EXERCISE BRIEF:
Rewrite the data below with every "Kindly outline" changed to "Please trace" and nothing else altered.

(Region labeling data)
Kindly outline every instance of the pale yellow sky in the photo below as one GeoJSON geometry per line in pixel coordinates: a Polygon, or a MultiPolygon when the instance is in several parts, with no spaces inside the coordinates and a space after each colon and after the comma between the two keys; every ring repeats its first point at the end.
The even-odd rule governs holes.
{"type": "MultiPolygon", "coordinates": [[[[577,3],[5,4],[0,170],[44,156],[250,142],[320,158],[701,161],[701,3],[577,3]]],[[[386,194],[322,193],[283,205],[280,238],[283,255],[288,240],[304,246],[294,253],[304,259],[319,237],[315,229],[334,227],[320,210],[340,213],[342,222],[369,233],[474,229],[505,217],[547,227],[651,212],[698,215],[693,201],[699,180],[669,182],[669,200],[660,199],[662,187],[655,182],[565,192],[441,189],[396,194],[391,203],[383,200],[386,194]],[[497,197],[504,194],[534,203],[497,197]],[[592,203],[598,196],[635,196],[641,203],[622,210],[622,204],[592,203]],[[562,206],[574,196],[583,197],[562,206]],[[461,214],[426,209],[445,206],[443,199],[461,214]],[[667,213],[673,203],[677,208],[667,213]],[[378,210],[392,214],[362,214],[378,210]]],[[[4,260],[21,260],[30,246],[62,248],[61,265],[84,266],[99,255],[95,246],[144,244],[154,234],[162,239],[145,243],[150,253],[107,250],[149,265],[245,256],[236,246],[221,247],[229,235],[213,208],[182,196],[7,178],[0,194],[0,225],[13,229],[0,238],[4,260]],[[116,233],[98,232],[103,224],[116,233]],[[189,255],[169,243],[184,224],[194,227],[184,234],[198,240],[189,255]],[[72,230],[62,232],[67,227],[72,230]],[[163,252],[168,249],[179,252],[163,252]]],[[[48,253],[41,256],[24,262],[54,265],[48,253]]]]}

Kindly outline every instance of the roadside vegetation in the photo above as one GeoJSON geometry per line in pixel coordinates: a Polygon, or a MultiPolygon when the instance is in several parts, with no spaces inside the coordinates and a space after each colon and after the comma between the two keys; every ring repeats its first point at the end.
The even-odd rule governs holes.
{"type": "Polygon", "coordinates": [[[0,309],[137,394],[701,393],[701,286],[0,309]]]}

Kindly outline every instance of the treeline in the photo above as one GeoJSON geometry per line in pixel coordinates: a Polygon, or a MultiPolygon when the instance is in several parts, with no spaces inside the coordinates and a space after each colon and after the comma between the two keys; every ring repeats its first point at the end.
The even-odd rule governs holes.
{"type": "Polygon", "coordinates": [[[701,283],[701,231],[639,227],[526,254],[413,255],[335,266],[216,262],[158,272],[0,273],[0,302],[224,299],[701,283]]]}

EXPECTED ANSWER:
Please trace every instance of the pale yellow sky in the photo below as one GeoJSON geometry per line in pixel coordinates: a Polygon, or a MultiPolygon when the instance is in several parts, with no spaces inside the coordinates and a space after each colon and after the comma between the two keys; every ring repeats its first point at the end.
The even-odd rule governs holes.
{"type": "MultiPolygon", "coordinates": [[[[577,3],[5,4],[0,170],[44,156],[250,142],[320,158],[701,161],[701,3],[577,3]]],[[[386,194],[322,193],[283,205],[280,238],[283,255],[288,240],[304,246],[294,253],[304,259],[319,237],[315,229],[334,227],[320,210],[340,213],[342,222],[369,233],[474,229],[505,217],[547,227],[651,212],[698,215],[693,201],[699,180],[669,182],[669,200],[660,199],[662,187],[655,182],[565,192],[441,189],[396,194],[391,203],[383,200],[386,194]],[[497,197],[504,194],[534,203],[497,197]],[[592,203],[598,196],[635,196],[641,203],[622,210],[622,204],[592,203]],[[562,206],[574,196],[583,197],[562,206]],[[461,214],[426,209],[445,206],[443,199],[461,214]],[[667,213],[673,203],[677,208],[667,213]],[[378,210],[392,214],[362,214],[378,210]]],[[[4,260],[21,260],[30,246],[62,248],[61,265],[84,266],[99,255],[95,246],[144,244],[154,234],[162,239],[145,243],[150,253],[107,250],[149,265],[245,256],[236,246],[221,247],[229,235],[213,208],[182,196],[7,178],[0,194],[0,225],[13,229],[0,238],[4,260]],[[116,233],[98,232],[103,224],[116,233]],[[189,255],[169,243],[184,224],[194,227],[184,234],[198,240],[189,255]],[[72,230],[62,232],[67,227],[72,230]],[[163,252],[168,249],[179,252],[163,252]]],[[[48,253],[41,256],[24,262],[54,265],[48,253]]]]}

Please trace every instance of the roadside vegetation in the photo above as one GeoJSON geometry per line in pixel coordinates: a Polygon, or a MultiPolygon when the instance is in several parts, with no spaces inside the coordinates and a space after each colon and after the comma between the two keys; every ring repeats its first point at the end.
The even-odd rule governs holes.
{"type": "Polygon", "coordinates": [[[0,309],[137,394],[701,393],[701,286],[0,309]]]}

Please trace every instance of the treeline in the photo above as one GeoJSON geometry per line in pixel coordinates: a Polygon, or a MultiPolygon when the instance is in several parts, with no spaces inside the coordinates and a space after each colon and after the comma between the two keys; every ring repeats its first point at the end.
The even-odd rule governs holes.
{"type": "Polygon", "coordinates": [[[701,283],[701,231],[639,227],[526,254],[413,255],[335,266],[216,262],[158,272],[0,273],[0,302],[224,299],[701,283]]]}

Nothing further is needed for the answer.